▸ **Given task**:
Give all of the lines again exactly as they read.

▸ **Data to use**:
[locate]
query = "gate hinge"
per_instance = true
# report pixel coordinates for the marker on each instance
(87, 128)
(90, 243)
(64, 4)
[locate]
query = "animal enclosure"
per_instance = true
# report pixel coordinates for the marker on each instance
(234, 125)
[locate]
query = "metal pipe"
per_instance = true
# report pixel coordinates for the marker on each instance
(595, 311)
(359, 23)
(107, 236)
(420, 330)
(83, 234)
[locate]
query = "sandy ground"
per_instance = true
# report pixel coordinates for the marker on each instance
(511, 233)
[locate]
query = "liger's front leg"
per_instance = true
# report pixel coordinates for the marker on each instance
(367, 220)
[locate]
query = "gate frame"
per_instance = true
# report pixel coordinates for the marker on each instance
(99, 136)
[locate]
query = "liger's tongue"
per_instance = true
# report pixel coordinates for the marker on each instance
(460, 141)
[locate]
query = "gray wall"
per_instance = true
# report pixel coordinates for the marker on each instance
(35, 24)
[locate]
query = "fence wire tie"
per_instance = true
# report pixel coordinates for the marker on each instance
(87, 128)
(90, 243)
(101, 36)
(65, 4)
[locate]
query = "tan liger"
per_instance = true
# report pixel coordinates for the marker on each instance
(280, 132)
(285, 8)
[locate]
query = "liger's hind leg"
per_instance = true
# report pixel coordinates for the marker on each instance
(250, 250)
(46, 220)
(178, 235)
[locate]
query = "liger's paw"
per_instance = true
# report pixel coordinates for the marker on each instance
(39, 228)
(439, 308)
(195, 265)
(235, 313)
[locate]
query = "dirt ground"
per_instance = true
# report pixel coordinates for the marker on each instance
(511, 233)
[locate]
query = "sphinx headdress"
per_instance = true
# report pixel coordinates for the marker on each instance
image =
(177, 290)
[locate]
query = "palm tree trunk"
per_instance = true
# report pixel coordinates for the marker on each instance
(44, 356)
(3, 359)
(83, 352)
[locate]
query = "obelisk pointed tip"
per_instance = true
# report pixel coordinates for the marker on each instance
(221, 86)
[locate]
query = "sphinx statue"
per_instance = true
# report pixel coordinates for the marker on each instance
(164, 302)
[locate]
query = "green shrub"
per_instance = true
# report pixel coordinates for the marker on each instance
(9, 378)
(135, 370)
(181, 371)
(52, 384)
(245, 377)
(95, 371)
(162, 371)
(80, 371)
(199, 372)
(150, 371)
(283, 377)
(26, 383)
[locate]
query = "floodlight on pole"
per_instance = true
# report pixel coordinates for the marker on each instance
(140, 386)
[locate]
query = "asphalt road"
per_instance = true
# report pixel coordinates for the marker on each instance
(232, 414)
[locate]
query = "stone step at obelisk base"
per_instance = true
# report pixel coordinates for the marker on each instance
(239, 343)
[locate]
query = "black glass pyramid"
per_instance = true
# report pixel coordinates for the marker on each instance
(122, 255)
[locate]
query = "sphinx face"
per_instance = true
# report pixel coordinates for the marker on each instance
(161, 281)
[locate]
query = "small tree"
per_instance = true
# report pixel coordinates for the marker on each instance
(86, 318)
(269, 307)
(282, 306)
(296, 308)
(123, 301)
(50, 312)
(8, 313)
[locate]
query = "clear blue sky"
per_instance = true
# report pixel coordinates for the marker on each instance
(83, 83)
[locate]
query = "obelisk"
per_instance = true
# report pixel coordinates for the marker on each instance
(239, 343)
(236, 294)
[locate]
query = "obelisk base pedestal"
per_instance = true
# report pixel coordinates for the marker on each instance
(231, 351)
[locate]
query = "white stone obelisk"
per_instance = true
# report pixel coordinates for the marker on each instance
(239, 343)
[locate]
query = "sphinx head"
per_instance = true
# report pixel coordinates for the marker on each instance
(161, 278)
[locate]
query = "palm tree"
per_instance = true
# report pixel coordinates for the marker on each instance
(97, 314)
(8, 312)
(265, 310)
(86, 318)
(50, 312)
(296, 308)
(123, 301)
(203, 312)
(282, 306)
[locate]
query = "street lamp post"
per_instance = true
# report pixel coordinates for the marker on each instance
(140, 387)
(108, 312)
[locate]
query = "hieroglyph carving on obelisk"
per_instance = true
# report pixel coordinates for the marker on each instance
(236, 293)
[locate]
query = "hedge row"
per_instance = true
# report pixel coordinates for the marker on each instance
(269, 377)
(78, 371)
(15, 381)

▸ **Reply**:
[locate]
query = "gate hinge"
per_instance = true
# report pixel coordinates for the marker on each instance
(87, 128)
(90, 243)
(64, 4)
[locate]
query = "animal enclosure"
per_instance = true
# report pixel coordinates for the marker on each instance
(234, 125)
[locate]
query = "metal pipe"
per_instance = true
# report pixel coordinates for the marker on each instance
(595, 311)
(359, 23)
(107, 236)
(420, 330)
(83, 234)
[locate]
query = "sandy ground"
per_instance = true
# report pixel coordinates for the marker on each instance
(511, 233)
[locate]
query = "liger's front leg"
per_instance = true
# report pixel coordinates for the marker on each instance
(367, 220)
[locate]
query = "gate frame"
per_instance = true
# report pixel coordinates for the marker on each instance
(99, 136)
[locate]
query = "liger's tongue"
per_instance = true
# report pixel coordinates for the marker on each instance
(460, 141)
[locate]
query = "gray wall"
per_instance = true
# report pixel coordinates for the marker on each instance
(35, 24)
[locate]
query = "fence wire tie"
per_instance = true
# report pixel coordinates for the marker on each instance
(87, 128)
(90, 243)
(101, 36)
(65, 4)
[locate]
query = "tan liger"
per_instance = true
# report pixel coordinates for the marker on each instance
(280, 132)
(285, 8)
[locate]
query = "liger's hind leg"
per_instance = true
# report pixel coordinates for the marker on each instance
(250, 250)
(46, 220)
(178, 235)
[locate]
query = "liger's paw"
per_instance = true
# report pixel coordinates for the marker on each instance
(39, 228)
(439, 308)
(195, 265)
(235, 313)
[locate]
query = "dirt ground"
per_instance = true
# report pixel coordinates for the marker on each instance
(511, 233)
[locate]
query = "sphinx headdress"
per_instance = true
# report pixel coordinates for the marker on each instance
image =
(177, 290)
[locate]
query = "palm tree trunk"
per_instance = true
# report pixel coordinates for the marker on each instance
(44, 356)
(3, 359)
(83, 352)
[locate]
query = "obelisk pointed tip"
per_instance = true
# report pixel coordinates for the marker on each instance
(221, 86)
[locate]
query = "sphinx statue"
per_instance = true
# report pixel coordinates for the marker on each instance
(164, 302)
[locate]
query = "green shrub"
per_instance = true
# report pixel coordinates for the marker on each instance
(9, 378)
(135, 370)
(181, 371)
(52, 384)
(245, 377)
(95, 371)
(162, 371)
(80, 371)
(199, 372)
(150, 371)
(283, 377)
(26, 383)
[locate]
query = "floodlight on pole"
per_instance = true
# report pixel coordinates for the marker on each instance
(140, 386)
[locate]
query = "asphalt road"
per_instance = true
# report pixel coordinates for the marker on each instance
(232, 414)
[locate]
query = "stone step at obelisk base"
per_instance = true
# report pixel coordinates for the marker on each instance
(239, 343)
[locate]
query = "black glass pyramid"
per_instance = true
# report pixel coordinates for the marker on each instance
(122, 255)
[locate]
query = "sphinx face"
per_instance = true
# report pixel coordinates for the marker on each instance
(161, 281)
[locate]
query = "small tree"
per_instance = true
# report pixel coordinates for the marker on each instance
(86, 318)
(269, 307)
(282, 306)
(296, 308)
(123, 301)
(50, 312)
(8, 313)
[locate]
query = "clear blue sky"
per_instance = true
# report pixel coordinates for the marker on each instance
(83, 83)
[locate]
query = "obelisk"
per_instance = true
# report pixel coordinates for the marker on each instance
(239, 343)
(236, 294)
[locate]
query = "obelisk base pedestal"
per_instance = true
# report pixel coordinates for the marker on each instance
(231, 351)
[locate]
query = "white stone obelisk"
per_instance = true
# report pixel coordinates for the marker on each instance
(239, 343)
[locate]
query = "sphinx head"
per_instance = true
# report pixel coordinates for the marker on each instance
(161, 278)
[locate]
query = "palm tree"
per_instance = true
# report pixel coordinates for the marker on each instance
(97, 314)
(8, 312)
(265, 310)
(86, 318)
(50, 312)
(296, 308)
(123, 301)
(203, 312)
(282, 306)
[locate]
query = "street lamp post"
per_instance = true
# report pixel coordinates for the marker on each instance
(140, 387)
(108, 312)
[locate]
query = "hieroglyph carving on obelisk"
per_instance = true
# report pixel coordinates for the marker on each instance
(236, 293)
[locate]
query = "hedge row"
per_instance = true
# report pixel coordinates for the marker on each instance
(269, 377)
(78, 371)
(15, 381)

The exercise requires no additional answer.